:: Excerpt to read

Hi,
Yes, pipelining from SDRAM definitely sounds like a good solution and I think the current implementation should support this reasonably well. In general, this sort of pipelining depends on how much DTCM you need and how long you are able to wait for the transfer
to happen. The idea is that, once the first transfer is done, you start the next transfer and then do some processing while that happens to mask the transfer time.
In terms of making it work, I think the easiest is to do this in the loop that is going through the sources, transferring the data for 1 or more (depending on the size of the data). You need to create a global variable set up with the space to store the data
to be transferred, and I would advise setting up two of these spaces so you can switch between them - one being where data is being transferred into now, and one you are processing now, with another variable or two tracking which is which. You then start
the transfer into the first, then in the loop, wait for the transfer to be done, start the next transfer (if not at the end of the data) and then process the data that has been transferred.

::::

Exercise task 1
Write out the forum reply on SDRAM pipelining word for word, starting with "In terms of" and going on through "has been transferred.".

:: Provided records

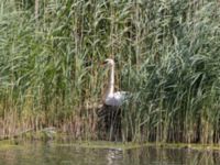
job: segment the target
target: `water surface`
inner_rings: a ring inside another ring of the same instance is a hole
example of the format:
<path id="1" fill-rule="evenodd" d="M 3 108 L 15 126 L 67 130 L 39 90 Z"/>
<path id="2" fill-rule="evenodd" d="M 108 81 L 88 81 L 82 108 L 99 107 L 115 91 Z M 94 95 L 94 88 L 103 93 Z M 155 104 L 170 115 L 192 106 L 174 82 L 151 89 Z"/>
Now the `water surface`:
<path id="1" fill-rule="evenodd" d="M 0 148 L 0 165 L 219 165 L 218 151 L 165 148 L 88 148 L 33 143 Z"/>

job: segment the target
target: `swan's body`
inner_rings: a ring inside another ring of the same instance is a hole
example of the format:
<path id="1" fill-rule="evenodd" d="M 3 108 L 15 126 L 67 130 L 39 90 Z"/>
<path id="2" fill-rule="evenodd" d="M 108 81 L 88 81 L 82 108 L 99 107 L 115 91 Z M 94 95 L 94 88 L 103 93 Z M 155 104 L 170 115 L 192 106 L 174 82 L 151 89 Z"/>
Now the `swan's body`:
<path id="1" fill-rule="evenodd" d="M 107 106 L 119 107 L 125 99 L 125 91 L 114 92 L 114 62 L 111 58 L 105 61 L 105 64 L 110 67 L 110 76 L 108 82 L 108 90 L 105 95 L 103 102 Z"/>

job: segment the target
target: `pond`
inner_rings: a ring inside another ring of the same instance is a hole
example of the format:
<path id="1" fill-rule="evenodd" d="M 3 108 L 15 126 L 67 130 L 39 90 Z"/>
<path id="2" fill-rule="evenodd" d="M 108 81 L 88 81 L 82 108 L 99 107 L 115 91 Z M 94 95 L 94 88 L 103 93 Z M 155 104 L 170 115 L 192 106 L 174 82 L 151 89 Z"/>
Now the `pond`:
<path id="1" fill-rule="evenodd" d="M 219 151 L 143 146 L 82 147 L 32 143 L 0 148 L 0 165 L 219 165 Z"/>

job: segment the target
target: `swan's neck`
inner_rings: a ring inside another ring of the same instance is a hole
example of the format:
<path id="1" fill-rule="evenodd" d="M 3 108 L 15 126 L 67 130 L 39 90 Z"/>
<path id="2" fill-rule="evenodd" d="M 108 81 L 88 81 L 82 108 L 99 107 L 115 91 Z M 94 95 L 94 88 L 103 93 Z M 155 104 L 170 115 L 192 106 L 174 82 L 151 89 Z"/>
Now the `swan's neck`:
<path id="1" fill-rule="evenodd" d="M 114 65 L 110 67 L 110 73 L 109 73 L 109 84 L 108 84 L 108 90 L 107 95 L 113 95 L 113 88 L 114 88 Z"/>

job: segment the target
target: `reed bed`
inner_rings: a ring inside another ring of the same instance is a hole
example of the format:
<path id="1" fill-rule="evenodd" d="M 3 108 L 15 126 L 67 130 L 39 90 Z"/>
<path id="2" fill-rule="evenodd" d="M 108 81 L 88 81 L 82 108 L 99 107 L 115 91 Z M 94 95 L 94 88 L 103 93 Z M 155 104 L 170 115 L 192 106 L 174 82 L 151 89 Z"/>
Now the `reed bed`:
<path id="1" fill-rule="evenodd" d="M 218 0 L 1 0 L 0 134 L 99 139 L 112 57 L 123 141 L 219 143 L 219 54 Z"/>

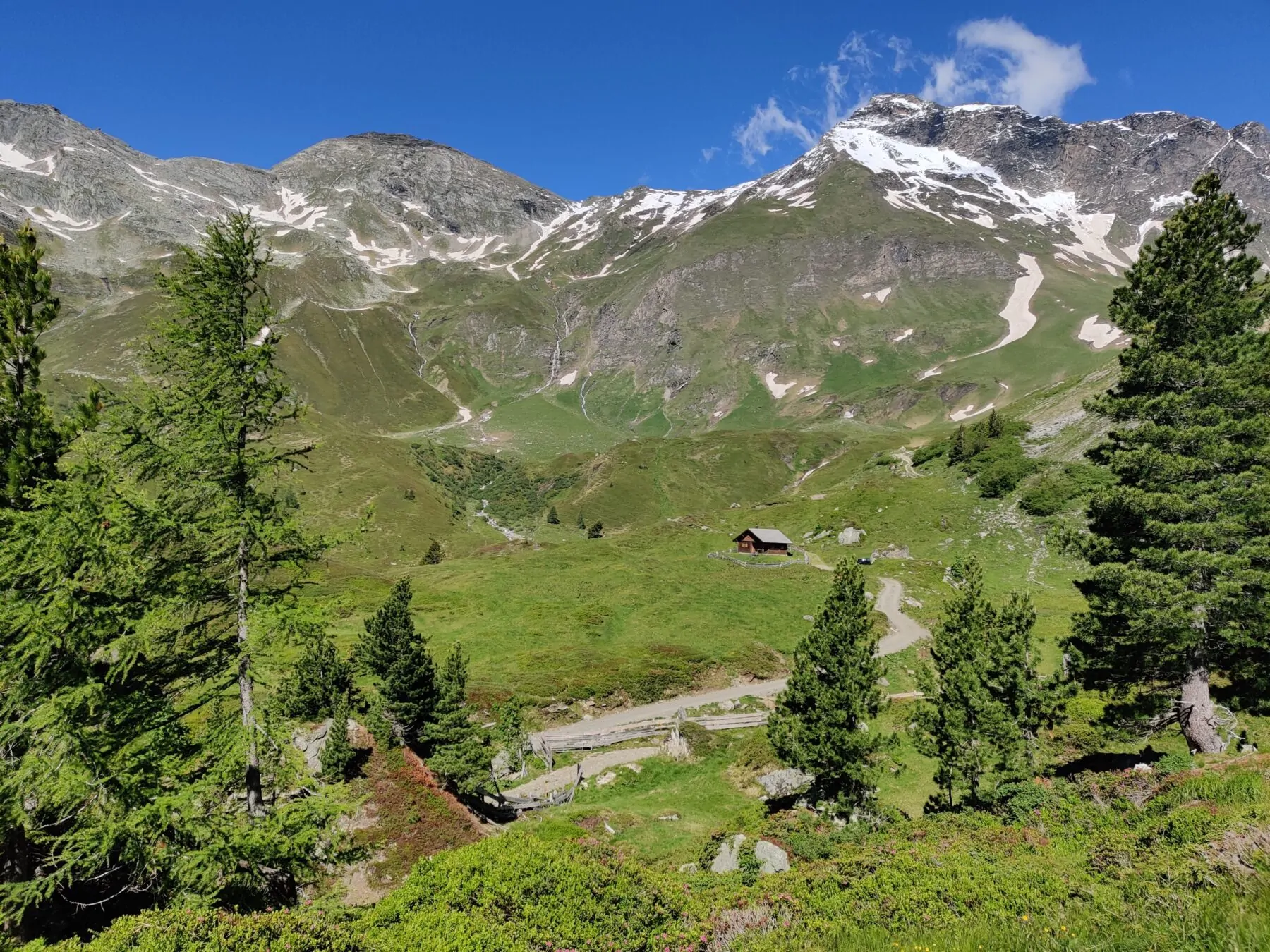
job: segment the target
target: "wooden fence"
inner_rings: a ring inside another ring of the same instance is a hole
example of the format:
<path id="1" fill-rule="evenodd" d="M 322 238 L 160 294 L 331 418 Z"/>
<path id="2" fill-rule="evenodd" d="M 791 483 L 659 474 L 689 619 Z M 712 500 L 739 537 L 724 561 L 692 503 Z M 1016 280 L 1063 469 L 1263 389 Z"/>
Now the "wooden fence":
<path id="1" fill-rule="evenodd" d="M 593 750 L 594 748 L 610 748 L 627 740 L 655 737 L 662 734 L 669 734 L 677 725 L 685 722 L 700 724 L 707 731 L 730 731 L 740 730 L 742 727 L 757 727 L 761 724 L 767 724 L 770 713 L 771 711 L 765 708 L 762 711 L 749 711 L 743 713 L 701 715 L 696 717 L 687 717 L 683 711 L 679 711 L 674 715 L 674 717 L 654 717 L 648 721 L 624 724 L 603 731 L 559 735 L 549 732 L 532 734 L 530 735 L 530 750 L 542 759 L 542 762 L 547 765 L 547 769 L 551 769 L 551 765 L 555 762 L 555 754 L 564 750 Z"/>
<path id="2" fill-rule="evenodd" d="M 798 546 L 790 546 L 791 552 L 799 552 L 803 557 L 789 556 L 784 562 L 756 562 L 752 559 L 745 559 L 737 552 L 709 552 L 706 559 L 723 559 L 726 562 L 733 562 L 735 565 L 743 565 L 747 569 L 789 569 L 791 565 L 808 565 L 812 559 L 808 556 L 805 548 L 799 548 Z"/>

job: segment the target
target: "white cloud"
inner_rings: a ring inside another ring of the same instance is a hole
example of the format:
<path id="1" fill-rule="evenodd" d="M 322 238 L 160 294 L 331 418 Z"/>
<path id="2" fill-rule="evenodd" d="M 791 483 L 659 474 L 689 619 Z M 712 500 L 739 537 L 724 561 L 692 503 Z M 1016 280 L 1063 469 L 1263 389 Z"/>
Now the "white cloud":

::::
:: Provided records

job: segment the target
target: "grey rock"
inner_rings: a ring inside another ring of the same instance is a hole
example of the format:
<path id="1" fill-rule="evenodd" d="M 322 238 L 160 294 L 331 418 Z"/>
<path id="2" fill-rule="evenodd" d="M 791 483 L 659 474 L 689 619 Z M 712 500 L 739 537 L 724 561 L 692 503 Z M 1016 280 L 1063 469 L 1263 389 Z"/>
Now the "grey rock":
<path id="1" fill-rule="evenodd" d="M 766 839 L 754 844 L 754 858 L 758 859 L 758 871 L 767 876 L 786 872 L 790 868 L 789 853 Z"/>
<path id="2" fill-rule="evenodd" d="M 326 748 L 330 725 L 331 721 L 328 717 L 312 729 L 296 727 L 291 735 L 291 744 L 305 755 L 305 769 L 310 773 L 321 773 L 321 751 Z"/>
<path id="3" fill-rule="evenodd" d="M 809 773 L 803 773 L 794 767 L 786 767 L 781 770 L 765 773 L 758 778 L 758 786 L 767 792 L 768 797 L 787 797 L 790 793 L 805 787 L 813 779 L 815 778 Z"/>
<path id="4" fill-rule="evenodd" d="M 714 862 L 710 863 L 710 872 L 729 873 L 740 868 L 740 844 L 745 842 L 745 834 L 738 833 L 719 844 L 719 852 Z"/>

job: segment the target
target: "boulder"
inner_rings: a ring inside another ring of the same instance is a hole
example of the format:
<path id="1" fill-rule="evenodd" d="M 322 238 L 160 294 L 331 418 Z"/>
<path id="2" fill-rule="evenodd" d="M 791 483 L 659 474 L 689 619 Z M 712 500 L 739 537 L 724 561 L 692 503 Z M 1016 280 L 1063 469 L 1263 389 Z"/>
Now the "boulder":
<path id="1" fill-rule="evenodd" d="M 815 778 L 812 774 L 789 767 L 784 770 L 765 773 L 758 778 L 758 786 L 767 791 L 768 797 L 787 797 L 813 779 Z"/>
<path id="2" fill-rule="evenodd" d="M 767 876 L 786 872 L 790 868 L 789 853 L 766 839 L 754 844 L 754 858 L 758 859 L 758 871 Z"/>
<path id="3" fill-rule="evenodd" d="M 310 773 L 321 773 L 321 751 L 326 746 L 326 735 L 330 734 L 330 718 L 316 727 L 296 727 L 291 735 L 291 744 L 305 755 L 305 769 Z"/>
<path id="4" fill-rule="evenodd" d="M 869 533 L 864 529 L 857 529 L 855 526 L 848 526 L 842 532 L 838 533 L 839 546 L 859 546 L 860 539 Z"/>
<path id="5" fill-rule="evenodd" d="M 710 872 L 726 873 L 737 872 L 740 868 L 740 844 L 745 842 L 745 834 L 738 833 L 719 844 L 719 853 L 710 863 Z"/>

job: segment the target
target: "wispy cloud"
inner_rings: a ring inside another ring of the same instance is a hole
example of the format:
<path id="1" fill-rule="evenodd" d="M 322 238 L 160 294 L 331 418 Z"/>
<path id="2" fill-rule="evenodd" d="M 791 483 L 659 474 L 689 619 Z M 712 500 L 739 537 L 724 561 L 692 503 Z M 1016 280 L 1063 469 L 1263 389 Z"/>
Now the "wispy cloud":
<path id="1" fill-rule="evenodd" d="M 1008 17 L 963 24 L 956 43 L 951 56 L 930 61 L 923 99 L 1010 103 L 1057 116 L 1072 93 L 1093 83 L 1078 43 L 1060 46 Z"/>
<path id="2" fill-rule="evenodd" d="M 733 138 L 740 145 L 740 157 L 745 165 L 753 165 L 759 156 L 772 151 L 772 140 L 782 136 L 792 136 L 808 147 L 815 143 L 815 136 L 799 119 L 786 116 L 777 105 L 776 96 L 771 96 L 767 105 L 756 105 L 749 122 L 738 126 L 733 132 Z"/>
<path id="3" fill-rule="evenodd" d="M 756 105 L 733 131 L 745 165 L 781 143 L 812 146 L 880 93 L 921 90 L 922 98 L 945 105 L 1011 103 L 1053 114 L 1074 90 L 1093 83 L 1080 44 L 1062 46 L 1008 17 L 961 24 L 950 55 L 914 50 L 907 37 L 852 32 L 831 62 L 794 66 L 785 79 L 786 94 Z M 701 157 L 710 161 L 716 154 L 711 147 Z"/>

::::

Exercise task 2
State how many lines of the records contain the string "body". Give the number alone.

Correct output 1
In terms of making it work, I think the easiest is to do this in the loop that is going through the sources, transferring the data for 1 or more (depending on the size of the data). You need to create a global variable set up with the space to store the data
to be transferred, and I would advise setting up two of these spaces so you can switch between them - one being where data is being transferred into now, and one you are processing now, with another variable or two tracking which is which. You then start
the transfer into the first, then in the loop, wait for the transfer to be done, start the next transfer (if not at the end of the data) and then process the data that has been transferred.

Correct output 2
2